◆ Task details ◆
Return the entire excerpt from the poem "O moj Shqypni" word for word, with no changes.
*** Excerpted passage
O moj Shqypni (Oh Albania)
 "Albanians, you are killing kinfolk,
 You're split in a hundred factions,
 Some believe in God or Allah,
 Say "I'm Turk," or "I am Latin,"
 Say "I'm Greek," or "I am Slavic,"
 But you're brothers, hapless people!
 You have been duped by priests and hodjas
 To divide you, keep you wretched....
 Who has the heart to let her perish,
 Once a heroine, now so weakened!
 Well-loved mother, dare we leave her
 To fall under foreign boot heels ?...
 Wake, Albanian, from your slumber,
 Let us, brothers, swear in common
 And not look to church or mosque,
 The Albanian's faith is Albanianism [to be Albanian]!
— Excerpt from O moj Shqypni by Pashko Vasa, 1878.
******
*** Supplied records
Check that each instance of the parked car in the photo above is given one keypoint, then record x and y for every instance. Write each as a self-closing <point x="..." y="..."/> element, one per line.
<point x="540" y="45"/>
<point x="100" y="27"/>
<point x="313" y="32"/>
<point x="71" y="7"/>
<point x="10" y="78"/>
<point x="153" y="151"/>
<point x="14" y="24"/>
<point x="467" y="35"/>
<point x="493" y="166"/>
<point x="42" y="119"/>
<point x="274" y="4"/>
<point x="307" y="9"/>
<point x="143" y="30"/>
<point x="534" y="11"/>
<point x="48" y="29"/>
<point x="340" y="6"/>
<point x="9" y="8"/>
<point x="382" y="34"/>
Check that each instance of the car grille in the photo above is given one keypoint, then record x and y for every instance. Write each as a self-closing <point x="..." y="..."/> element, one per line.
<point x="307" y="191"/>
******
◆ Answer box ◆
O moj Shqypni (Oh Albania)
 "Albanians, you are killing kinfolk,
 You're split in a hundred factions,
 Some believe in God or Allah,
 Say "I'm Turk," or "I am Latin,"
 Say "I'm Greek," or "I am Slavic,"
 But you're brothers, hapless people!
 You have been duped by priests and hodjas
 To divide you, keep you wretched....
 Who has the heart to let her perish,
 Once a heroine, now so weakened!
 Well-loved mother, dare we leave her
 To fall under foreign boot heels ?...
 Wake, Albanian, from your slumber,
 Let us, brothers, swear in common
 And not look to church or mosque,
 The Albanian's faith is Albanianism [to be Albanian]!
— Excerpt from O moj Shqypni by Pashko Vasa, 1878.